◆ Problem description
Only the line containing "Query: white-framed window" and the lines after it, through the end of the data below, are to be returned, each exactly as it stands.
[Start of Attachment]
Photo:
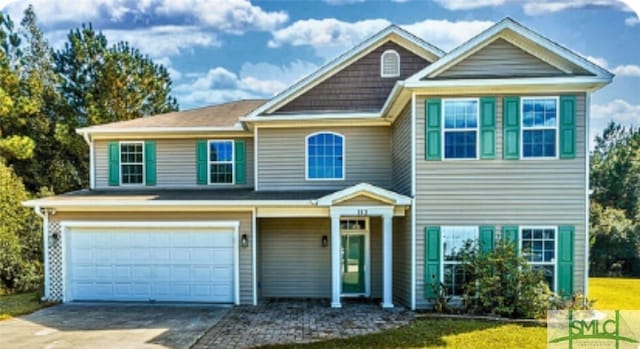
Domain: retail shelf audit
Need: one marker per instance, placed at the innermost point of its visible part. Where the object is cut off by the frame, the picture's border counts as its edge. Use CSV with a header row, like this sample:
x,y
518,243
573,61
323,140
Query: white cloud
x,y
601,61
467,4
447,34
259,80
327,36
618,110
632,21
533,8
233,16
343,2
156,41
331,36
164,40
627,70
166,62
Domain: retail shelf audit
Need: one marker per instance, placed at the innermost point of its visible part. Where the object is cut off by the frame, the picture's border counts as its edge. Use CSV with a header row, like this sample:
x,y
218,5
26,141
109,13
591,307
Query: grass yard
x,y
609,293
615,293
19,304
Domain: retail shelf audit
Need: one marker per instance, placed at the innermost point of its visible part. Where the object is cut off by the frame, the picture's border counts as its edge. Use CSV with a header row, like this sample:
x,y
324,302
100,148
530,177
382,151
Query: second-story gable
x,y
362,86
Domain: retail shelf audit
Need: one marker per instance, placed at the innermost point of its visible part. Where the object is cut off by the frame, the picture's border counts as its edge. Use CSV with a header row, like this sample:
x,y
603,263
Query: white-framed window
x,y
460,128
390,64
454,242
221,161
539,129
324,156
538,245
132,163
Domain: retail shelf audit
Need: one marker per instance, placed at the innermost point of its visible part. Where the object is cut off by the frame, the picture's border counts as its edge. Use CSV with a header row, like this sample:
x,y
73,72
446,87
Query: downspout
x,y
45,249
87,139
586,196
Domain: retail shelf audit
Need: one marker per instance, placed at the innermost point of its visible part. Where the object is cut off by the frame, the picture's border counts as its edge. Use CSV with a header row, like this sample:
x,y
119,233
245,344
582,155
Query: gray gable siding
[End of Attachment]
◆ Output
Query: white-framed window
x,y
460,128
390,64
454,242
221,161
539,129
324,156
538,245
132,163
Domain: retail shelf audit
Need: one marker per instance, placed at the innermost point of its visible part. Where the object is cut off by the frame, the picture's border counts as its edge. Use CSV with a header row, like this sample:
x,y
73,72
446,87
Query: downspout
x,y
45,249
87,139
586,196
Domain: retail shelf audit
Need: one marker per instance, placed at the innermost point of its visible part. Where the object is cut off by the frame, the picture's border counts as its edge. Use CSV with a header row, like this sample:
x,y
119,233
245,344
582,155
Query: gray gable siding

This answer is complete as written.